** What is asked **
In full and without deviation, write out the entries that follow.

— begin Record excerpts —

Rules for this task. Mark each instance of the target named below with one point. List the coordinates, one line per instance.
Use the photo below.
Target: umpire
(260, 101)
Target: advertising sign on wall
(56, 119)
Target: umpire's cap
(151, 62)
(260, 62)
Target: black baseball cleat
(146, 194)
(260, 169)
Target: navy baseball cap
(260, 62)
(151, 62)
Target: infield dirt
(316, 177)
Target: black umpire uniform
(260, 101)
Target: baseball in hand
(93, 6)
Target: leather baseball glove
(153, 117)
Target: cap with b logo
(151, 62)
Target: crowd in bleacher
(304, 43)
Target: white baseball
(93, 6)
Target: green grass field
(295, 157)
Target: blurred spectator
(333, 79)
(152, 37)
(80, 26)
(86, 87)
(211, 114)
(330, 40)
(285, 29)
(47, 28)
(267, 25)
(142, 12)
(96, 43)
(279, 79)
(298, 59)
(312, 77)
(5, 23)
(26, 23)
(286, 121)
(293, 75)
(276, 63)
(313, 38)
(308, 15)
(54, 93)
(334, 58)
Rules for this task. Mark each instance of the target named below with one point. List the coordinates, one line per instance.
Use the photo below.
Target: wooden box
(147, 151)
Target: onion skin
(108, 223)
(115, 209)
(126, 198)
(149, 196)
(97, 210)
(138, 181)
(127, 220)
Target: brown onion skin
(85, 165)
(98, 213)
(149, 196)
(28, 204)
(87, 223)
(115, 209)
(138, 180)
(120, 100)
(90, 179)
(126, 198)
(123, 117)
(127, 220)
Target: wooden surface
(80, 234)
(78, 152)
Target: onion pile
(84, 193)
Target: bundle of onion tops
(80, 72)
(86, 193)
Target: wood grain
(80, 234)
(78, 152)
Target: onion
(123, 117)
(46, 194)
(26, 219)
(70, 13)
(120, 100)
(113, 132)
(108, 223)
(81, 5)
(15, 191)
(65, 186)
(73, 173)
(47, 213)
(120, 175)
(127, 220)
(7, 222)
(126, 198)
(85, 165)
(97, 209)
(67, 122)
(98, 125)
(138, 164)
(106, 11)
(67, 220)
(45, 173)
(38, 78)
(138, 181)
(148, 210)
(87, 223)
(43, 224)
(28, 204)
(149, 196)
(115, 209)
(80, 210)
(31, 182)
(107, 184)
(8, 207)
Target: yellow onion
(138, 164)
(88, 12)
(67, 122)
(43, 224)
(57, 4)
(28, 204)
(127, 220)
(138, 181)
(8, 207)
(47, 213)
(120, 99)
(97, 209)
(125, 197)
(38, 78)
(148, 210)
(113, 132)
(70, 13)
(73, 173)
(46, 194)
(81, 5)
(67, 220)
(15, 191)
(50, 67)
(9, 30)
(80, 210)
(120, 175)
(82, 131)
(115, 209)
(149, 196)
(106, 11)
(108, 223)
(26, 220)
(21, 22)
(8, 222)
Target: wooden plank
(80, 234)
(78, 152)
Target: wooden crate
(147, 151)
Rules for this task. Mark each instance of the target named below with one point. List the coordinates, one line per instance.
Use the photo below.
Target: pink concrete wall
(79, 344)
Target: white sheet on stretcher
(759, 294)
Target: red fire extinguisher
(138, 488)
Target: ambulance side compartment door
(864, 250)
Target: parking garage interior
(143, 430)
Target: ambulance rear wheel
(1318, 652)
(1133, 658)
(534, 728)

— end Record excerpts —

** Result of the exercise **
Rules for this task. Mark each instance of the target named below with one point. List the coordinates, one line per instance.
Use the photo below.
Target: umpire
(260, 101)
Target: advertising sign on wall
(56, 119)
Target: umpire's cap
(151, 62)
(260, 62)
Target: black baseball cleat
(146, 194)
(260, 169)
Target: navy baseball cap
(260, 62)
(151, 62)
Target: infield dirt
(316, 177)
Target: black umpire uniform
(260, 101)
Target: baseball in hand
(93, 6)
Target: leather baseball glove
(153, 117)
Target: cap with b logo
(151, 62)
Target: crowd in bleacher
(304, 43)
Target: white baseball
(93, 6)
Target: green grass field
(295, 157)
Target: blurred spectator
(333, 79)
(152, 37)
(80, 26)
(86, 87)
(211, 114)
(330, 40)
(285, 29)
(47, 28)
(267, 25)
(142, 12)
(96, 43)
(279, 79)
(298, 59)
(312, 77)
(5, 23)
(26, 23)
(286, 121)
(293, 75)
(276, 63)
(313, 38)
(308, 15)
(54, 93)
(334, 58)
Rules for this task. Mark each instance of the target named below with one point. List the coordinates, one line per instance.
Use the photo below.
Target: wooden box
(147, 151)
Target: onion skin
(108, 223)
(115, 209)
(126, 198)
(149, 196)
(97, 210)
(138, 181)
(127, 220)
Target: brown onion skin
(85, 165)
(98, 213)
(149, 196)
(28, 204)
(87, 223)
(115, 209)
(138, 180)
(120, 100)
(90, 179)
(126, 198)
(123, 117)
(127, 220)
Target: wooden surface
(80, 234)
(78, 152)
Target: onion pile
(84, 193)
Target: bundle of onion tops
(80, 72)
(86, 193)
Target: wood grain
(80, 234)
(78, 152)
Target: onion
(123, 117)
(46, 194)
(26, 219)
(70, 13)
(120, 100)
(113, 132)
(108, 223)
(81, 5)
(15, 191)
(65, 186)
(73, 173)
(47, 213)
(120, 175)
(127, 220)
(7, 222)
(126, 198)
(85, 165)
(97, 209)
(67, 122)
(98, 125)
(138, 164)
(106, 11)
(67, 220)
(45, 173)
(38, 78)
(138, 181)
(148, 210)
(87, 223)
(43, 224)
(28, 204)
(149, 196)
(115, 209)
(80, 210)
(31, 182)
(107, 184)
(8, 207)
Target: yellow onion
(138, 164)
(88, 12)
(67, 122)
(43, 224)
(57, 4)
(28, 204)
(127, 220)
(138, 181)
(8, 207)
(47, 213)
(120, 99)
(97, 209)
(125, 197)
(38, 78)
(148, 210)
(113, 132)
(70, 13)
(73, 173)
(46, 194)
(81, 5)
(67, 220)
(15, 191)
(50, 67)
(9, 30)
(80, 210)
(120, 175)
(82, 131)
(115, 209)
(149, 196)
(106, 11)
(108, 223)
(26, 220)
(21, 22)
(8, 222)
Target: wooden plank
(80, 234)
(78, 152)
Target: wooden crate
(147, 151)
Rules for this task. Mark each instance of the target named below with one point. List the coordinates, one line per instance.
Use the photo below.
Target: pink concrete wall
(79, 344)
Target: white sheet on stretcher
(759, 294)
Target: red fire extinguisher
(138, 488)
Target: ambulance side compartment door
(864, 250)
Target: parking garage interior
(143, 430)
Target: ambulance rear wheel
(1318, 652)
(1133, 658)
(534, 728)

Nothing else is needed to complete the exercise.